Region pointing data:
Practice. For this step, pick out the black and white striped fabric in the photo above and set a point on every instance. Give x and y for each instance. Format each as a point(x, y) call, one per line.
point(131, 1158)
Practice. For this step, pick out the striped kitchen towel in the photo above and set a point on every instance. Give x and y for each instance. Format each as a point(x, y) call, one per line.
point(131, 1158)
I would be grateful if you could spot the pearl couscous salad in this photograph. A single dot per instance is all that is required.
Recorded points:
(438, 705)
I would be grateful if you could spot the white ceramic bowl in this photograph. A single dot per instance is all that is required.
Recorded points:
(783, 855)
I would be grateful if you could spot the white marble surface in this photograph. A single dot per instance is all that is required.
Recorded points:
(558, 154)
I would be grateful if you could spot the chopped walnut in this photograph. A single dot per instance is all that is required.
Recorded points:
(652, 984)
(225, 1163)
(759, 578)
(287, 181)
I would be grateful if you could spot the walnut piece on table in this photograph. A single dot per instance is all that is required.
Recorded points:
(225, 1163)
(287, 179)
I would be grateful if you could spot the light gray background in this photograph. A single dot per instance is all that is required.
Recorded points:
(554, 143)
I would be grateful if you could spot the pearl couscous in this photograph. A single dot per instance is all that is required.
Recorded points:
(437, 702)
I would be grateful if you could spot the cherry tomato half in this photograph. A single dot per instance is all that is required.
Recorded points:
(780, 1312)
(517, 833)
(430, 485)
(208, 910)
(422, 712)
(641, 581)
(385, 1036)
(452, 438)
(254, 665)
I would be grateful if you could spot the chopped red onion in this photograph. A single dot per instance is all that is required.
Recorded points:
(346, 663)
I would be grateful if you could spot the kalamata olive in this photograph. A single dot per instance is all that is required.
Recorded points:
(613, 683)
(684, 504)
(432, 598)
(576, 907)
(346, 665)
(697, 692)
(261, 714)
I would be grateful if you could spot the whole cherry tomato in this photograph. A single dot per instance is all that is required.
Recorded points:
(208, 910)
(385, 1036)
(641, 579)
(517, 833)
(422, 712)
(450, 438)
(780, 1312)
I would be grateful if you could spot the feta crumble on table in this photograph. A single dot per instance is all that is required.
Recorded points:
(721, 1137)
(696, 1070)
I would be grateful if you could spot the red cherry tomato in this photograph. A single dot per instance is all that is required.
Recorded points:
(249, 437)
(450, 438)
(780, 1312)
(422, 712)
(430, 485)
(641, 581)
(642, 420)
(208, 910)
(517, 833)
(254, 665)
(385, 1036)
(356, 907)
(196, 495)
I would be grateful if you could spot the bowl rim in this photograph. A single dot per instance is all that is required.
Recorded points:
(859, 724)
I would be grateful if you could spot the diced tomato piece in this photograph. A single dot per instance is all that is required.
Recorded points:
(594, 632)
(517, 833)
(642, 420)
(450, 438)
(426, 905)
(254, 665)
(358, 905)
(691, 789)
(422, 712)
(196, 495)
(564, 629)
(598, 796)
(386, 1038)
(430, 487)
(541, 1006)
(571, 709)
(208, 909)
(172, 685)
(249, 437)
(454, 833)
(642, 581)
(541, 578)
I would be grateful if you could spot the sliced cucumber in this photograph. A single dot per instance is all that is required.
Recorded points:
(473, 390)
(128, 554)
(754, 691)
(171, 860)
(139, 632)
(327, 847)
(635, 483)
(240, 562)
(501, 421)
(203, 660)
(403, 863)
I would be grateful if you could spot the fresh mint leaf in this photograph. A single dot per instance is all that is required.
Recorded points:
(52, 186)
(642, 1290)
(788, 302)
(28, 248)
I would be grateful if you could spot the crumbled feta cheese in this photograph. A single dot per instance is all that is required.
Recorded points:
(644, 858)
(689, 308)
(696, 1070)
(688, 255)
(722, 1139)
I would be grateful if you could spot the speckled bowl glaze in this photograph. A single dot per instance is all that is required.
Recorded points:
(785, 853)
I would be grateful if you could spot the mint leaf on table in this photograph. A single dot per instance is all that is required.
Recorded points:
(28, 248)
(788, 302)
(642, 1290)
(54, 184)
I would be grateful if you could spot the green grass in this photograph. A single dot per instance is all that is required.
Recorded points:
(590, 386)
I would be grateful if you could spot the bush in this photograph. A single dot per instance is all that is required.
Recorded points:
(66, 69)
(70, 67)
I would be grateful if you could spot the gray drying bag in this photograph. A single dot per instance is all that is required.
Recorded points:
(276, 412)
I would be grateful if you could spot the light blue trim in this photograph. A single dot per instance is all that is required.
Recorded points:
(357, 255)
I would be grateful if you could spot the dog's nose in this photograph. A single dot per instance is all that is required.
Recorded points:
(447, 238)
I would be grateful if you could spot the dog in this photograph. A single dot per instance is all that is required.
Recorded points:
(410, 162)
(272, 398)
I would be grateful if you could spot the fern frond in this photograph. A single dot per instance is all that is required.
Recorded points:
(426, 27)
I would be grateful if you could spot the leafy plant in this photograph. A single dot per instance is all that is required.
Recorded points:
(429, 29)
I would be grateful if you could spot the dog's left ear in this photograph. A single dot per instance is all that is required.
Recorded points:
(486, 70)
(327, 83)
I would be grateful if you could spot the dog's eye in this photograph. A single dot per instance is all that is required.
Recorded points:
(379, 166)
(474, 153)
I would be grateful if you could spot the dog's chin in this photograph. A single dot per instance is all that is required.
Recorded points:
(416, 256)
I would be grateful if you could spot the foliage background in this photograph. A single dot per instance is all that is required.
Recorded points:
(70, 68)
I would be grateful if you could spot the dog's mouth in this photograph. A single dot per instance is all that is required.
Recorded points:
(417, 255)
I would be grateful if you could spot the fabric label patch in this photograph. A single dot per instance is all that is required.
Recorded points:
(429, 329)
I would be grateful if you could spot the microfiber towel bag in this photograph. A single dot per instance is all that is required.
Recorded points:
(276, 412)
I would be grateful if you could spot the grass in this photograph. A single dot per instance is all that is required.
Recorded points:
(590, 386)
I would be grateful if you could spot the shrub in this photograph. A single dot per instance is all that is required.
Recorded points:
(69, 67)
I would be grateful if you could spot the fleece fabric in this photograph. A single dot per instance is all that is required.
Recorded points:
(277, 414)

■ **Task instructions**
Nothing but the exact lines of the data above, from the line containing "I would be grateful if you could spot the dog's mouth" through the last, should appear in the answer.

■ **Task solution**
I would be grateful if you could spot the dog's mouth in this photograph. A single dot per instance is all that is required.
Recorded points:
(417, 255)
I would be grateful if you could spot the fabric label patch in this photograph. A single dot per instance is all that is required.
Recorded points:
(429, 329)
I would be grateful if you could spot the microfiber towel bag in this photograph. A single dot per instance is all that is required.
Recorded points:
(276, 412)
I would be grateful if you could spot the grass in this photograph. A single dot per instance is all that is required.
Recorded points:
(590, 386)
I would be grateful if you could spot the shrub in this photograph. A single dot per instance is all that is required.
Recorded points:
(69, 67)
I would be grateful if you could spot the fleece fabric in this photograph. A single dot per instance is all that is required.
Recorded points:
(277, 414)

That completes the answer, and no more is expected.